Given a 2D board containing 'X' and 'O', capture all regions surrounded by 'X'.

A region is captured by flipping all 'O's into 'X's in that surrounded region.

For example,
X X X X
X O O X
X X O X
X O X X
After running your function, the board should be:

X X X X
X X X X
X X X X
X O X X

解题思路：

    void dfs(vector<vector<char>> &board, int row, int col)
    {
        int m = board.size(); 
        assert(m >= 1);
        int n = board[0].size();
        if(row >= m || col >= n || row < 0 || col < 0)
            return;
        if(board[row][col] == 'O')
        {
            board[row][col] = '.';
            dfs(board, row-1, col); //up
            dfs(board, row+1, col); //down
            dfs(board, row, col-1); //left
            dfs(board, row, col+1); //right
        }
    }

    void solve(vector<vector<char>> &board) 
    {
        int m = board.size();
        if(m == 0) return; 
        int n = board[0].size();
        for(int col = 0; col < n; col++)//top and bottom
        {
            dfs(board, 0, col);
            dfs(board, m-1, col);
        }
        for(int row = 0; row < m; row++) //left and right
        {
            dfs(board, row, 0);
            dfs(board, row, n-1);
        }
        //all the 'O' the outmost has been changed to '.', 
        //now rollback and change the others 'O' -> 'X'
        for(int i = 0; i < m; i++)
            for(int j = 0; j < n; j++)
            {
                if(board[i][j] == '.')
                    board[i][j] = 'O';
                else if(board[i][j] == 'O')
                    board[i][j] = 'X';
            }
    }

或者将上面的dfs换成bfs也一样。

    bool check(int row, int col, vector<vector<char> >&board)
    {
        if(row < 0 || col < 0 || row >= board.size() || col >= board[0].size())
            return false;
        if(board[row][col] == 'O')
            return true;
        return false;
    }

    void bfs(vector<vector<char> >&board, int row, int col)
    {
        queue<std::pair<int, int> > coords;
        coords.push(std::pair<int, int>(row, col));
        while(coords.size() > 0)
        {
            int r = coords.front().first;
            int c = coords.front().second;
            coords.pop();
            if(check(r, c, board))
            {
                board[r][c] = '.';//mark
                if(check(r-1, c, board))//or check later (the up 'if')
                    coords.push(std::pair<int,int>(r-1, c));
                if(check(r+1, c, board))
                    coords.push(std::pair<int,int>(r+1, c));
                if(check(r, c-1, board))
                    coords.push(std::pair<int,int>(r, c-1));
                if(check(r, c+1, board))
                    coords.push(std::pair<int,int>(r, c+1));
            }
        }
    }
════════════════════
> 任务要求: 根据上方的文本摘录，dfs 函数会把与边界相连的 'O' 先改成哪个字符？
════════════════════
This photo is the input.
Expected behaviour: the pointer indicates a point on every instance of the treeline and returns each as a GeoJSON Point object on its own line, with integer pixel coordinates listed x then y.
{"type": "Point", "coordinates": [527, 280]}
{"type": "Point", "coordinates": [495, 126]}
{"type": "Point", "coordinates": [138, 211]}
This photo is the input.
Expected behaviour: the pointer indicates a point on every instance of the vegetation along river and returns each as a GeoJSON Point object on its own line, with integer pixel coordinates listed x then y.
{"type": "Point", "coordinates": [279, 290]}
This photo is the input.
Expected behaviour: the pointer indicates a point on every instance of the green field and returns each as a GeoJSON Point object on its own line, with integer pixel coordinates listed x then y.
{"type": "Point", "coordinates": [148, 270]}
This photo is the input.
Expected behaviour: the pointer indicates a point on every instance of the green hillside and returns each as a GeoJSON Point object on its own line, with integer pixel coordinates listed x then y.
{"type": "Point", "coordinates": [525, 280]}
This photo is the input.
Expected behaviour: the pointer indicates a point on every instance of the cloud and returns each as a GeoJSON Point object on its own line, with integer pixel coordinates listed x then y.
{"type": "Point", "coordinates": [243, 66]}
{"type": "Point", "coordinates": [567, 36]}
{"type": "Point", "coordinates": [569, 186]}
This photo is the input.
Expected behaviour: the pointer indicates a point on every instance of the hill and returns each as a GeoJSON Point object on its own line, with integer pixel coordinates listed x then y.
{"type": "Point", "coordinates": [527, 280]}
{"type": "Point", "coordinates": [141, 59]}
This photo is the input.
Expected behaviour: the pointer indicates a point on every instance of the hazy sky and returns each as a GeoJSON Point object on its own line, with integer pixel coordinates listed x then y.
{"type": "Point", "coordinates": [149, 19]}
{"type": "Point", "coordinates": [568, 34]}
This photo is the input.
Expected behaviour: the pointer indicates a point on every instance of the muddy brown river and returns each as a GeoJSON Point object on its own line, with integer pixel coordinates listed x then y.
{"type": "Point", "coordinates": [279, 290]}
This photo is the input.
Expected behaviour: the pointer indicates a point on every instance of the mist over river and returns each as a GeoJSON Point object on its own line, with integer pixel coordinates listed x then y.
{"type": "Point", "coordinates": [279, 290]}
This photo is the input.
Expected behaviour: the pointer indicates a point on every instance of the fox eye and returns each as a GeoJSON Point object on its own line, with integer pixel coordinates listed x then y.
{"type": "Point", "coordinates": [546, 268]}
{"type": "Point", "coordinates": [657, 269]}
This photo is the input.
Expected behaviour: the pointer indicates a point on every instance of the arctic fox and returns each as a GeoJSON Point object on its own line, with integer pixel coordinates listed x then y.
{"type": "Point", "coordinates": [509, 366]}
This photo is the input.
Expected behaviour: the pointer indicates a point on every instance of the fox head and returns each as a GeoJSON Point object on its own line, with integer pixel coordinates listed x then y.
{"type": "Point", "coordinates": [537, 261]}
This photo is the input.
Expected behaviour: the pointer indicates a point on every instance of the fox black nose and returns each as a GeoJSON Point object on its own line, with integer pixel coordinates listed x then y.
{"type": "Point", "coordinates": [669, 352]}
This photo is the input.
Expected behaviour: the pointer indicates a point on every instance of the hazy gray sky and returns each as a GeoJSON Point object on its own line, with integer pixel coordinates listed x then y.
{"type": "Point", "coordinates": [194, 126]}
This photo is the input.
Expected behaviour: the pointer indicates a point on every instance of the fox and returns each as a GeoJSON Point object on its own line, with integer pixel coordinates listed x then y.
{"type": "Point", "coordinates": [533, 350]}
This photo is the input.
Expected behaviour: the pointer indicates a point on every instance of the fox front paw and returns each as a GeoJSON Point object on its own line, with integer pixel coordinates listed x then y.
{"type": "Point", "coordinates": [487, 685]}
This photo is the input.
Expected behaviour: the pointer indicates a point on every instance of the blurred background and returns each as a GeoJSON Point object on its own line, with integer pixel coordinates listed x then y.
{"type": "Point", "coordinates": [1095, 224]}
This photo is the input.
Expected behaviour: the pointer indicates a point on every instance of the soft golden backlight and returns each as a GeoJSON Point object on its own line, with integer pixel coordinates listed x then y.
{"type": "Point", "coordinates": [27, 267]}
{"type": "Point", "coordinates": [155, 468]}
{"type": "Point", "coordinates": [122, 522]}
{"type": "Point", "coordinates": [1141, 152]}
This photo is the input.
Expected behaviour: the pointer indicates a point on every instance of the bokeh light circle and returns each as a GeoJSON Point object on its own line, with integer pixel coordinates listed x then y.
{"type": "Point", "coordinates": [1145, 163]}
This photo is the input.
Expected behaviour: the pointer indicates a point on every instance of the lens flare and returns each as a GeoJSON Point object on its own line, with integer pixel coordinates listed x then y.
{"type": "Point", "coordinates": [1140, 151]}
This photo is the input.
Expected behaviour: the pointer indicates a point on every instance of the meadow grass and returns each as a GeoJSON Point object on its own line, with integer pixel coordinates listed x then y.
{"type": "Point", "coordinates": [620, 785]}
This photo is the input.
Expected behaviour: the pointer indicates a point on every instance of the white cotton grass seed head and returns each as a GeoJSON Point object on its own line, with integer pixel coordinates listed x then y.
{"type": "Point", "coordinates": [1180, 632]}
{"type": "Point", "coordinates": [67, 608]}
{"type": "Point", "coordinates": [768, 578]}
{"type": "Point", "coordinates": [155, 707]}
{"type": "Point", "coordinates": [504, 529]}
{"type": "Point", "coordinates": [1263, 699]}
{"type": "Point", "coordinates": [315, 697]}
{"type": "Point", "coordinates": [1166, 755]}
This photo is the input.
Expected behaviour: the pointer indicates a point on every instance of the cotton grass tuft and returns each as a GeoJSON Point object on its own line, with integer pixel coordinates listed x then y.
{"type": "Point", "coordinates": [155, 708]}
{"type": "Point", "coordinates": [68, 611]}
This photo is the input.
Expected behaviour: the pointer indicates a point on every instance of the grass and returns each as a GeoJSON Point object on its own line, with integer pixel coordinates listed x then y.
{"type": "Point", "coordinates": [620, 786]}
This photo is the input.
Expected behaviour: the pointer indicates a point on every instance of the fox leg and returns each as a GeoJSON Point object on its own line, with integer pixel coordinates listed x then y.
════════════════════
> 完整答案: 改成字符 '.'。